→ **Study text**:
※

Dalton, GA - April 12, 2004
A runaway reaction over-pressurized a chemical reactor at a chemical manufacturing plant, releasing toxic allyl alcohol vapor into the community. The resulting toxic cloud sent 154 people to a local hospital, forced the evacuation of nearby residents, and killed vegetation and aquatic life near the plant.
The plant was producing its first batch of triallyl cyanurate (TAC) in a batch reactor as part of a tolling arrangement with a third-party company. The CSB investigation found that the company had not thoroughly researched the reactive hazards of the process before scaling up from laboratory tests to full production.

※

→ **Data excerpts**:

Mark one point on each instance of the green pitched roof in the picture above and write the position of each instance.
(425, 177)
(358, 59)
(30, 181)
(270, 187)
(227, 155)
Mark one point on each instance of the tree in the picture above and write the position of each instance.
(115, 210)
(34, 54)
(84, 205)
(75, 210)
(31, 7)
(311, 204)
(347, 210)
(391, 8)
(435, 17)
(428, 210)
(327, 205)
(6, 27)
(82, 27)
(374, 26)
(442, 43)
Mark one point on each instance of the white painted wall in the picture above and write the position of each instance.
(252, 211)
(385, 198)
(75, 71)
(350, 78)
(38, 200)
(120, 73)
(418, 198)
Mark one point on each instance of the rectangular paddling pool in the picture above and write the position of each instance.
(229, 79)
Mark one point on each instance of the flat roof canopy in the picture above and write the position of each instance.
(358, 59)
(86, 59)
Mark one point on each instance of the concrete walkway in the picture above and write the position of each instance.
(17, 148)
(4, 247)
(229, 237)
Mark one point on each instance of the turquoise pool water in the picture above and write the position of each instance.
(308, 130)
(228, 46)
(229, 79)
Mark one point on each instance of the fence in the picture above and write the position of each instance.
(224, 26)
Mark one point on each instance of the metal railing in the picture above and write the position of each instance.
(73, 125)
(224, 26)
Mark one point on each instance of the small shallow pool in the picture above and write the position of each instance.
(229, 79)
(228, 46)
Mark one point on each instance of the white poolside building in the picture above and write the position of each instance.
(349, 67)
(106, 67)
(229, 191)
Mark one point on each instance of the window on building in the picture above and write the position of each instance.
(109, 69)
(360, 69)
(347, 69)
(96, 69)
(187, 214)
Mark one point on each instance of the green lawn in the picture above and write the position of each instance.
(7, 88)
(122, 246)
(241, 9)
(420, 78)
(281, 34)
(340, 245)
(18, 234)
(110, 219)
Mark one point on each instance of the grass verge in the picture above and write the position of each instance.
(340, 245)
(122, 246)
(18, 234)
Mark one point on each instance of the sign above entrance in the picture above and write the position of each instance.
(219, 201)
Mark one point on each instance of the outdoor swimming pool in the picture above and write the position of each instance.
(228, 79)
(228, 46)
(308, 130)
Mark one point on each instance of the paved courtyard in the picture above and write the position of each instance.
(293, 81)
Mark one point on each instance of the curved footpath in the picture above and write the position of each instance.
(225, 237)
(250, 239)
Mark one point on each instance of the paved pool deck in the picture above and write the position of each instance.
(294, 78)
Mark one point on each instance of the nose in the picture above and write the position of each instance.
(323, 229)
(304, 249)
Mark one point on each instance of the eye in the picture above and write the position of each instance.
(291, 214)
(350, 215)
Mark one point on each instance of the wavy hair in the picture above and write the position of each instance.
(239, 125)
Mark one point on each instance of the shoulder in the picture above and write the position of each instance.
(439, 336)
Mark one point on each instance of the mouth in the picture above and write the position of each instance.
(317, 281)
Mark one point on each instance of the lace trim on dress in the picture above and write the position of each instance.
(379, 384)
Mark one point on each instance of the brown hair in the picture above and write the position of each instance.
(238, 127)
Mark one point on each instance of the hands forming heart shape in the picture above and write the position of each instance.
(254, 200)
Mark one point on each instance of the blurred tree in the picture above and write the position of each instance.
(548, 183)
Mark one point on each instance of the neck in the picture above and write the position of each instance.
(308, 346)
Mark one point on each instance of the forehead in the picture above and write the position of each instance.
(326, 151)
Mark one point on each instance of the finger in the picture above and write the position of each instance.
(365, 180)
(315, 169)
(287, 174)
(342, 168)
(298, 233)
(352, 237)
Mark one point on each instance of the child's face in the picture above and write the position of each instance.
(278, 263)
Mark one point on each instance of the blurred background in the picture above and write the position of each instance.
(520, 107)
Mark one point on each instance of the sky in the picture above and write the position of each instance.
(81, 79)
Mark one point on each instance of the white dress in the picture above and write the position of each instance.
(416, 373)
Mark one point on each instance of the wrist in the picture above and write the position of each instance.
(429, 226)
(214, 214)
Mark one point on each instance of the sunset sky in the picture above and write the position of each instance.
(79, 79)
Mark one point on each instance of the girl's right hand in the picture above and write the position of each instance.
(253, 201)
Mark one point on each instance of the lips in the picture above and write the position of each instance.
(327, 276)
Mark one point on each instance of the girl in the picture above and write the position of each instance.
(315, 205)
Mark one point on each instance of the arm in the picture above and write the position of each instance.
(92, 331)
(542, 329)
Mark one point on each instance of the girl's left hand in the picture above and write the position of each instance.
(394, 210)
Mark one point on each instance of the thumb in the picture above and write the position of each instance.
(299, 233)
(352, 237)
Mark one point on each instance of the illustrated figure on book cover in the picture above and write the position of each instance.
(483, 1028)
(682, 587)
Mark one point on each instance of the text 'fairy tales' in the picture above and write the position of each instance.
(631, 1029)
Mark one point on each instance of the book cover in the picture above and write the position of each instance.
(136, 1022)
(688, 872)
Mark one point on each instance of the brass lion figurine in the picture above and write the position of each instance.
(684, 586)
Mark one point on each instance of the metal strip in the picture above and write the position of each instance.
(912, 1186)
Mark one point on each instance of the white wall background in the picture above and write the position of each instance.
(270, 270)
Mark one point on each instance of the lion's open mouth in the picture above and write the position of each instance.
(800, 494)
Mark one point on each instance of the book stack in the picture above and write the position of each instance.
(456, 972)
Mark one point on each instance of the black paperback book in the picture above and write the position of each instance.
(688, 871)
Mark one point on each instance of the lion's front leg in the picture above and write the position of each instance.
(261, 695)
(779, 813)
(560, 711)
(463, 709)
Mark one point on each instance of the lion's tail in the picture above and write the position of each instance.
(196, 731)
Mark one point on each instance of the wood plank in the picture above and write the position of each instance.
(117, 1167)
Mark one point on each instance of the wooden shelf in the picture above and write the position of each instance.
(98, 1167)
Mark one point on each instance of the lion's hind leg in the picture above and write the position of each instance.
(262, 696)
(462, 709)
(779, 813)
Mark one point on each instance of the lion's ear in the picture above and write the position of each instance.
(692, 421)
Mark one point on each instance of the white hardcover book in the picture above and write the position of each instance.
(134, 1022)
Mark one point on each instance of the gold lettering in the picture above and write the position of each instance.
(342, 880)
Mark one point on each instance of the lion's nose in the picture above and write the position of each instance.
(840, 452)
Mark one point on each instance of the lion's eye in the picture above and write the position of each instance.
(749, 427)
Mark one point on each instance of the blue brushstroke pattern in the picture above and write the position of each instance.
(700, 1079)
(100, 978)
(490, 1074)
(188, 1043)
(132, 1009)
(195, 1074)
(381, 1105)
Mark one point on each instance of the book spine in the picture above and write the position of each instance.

※

Answer these about the incident report:
1. On what date did the release happen?
2. How many people were sent to a local hospital?
3. What product was the plant making its first batch of?
The items aren't needed for this task.

→ **Completed exercise**:
1. April 12, 2004
2. 154
3. Triallyl cyanurate (TAC)